● **INSTRUCTIONS FOR THE TASK**
Please count the rows below that contain the string "cloud", treating uppercase and lowercase letters as different. Reply with the number alone.

[START OF EXERCISE MATERIALS]

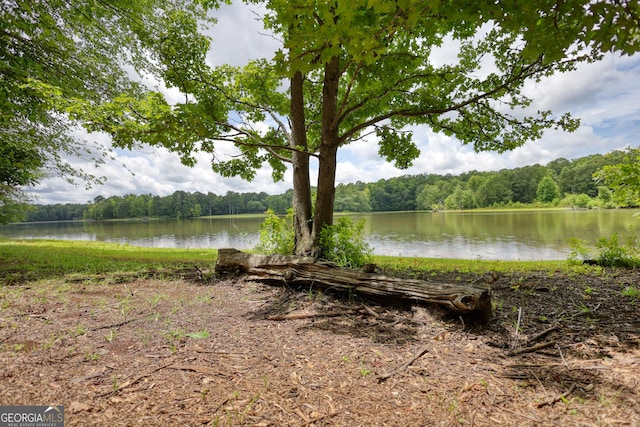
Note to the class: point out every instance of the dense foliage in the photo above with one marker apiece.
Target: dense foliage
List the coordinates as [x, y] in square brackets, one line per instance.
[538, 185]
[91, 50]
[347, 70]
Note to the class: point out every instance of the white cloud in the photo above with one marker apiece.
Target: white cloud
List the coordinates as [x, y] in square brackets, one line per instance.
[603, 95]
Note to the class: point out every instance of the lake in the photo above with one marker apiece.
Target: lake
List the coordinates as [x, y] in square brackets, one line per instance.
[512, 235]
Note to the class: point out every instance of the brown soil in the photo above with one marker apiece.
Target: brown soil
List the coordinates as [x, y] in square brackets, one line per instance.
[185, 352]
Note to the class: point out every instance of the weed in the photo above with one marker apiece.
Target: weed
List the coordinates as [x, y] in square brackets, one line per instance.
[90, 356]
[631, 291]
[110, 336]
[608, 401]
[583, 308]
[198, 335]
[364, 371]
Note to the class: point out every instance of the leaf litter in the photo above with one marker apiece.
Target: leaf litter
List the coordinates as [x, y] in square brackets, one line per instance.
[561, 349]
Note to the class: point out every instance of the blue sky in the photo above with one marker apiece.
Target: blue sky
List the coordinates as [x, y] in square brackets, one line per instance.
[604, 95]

[END OF EXERCISE MATERIALS]
[START OF EXERCISE MATERIALS]

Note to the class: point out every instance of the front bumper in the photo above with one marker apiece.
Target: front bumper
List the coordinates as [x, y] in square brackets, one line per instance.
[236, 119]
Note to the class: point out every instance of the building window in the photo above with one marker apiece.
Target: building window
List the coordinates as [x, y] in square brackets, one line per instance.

[END OF EXERCISE MATERIALS]

● **RESULT**
2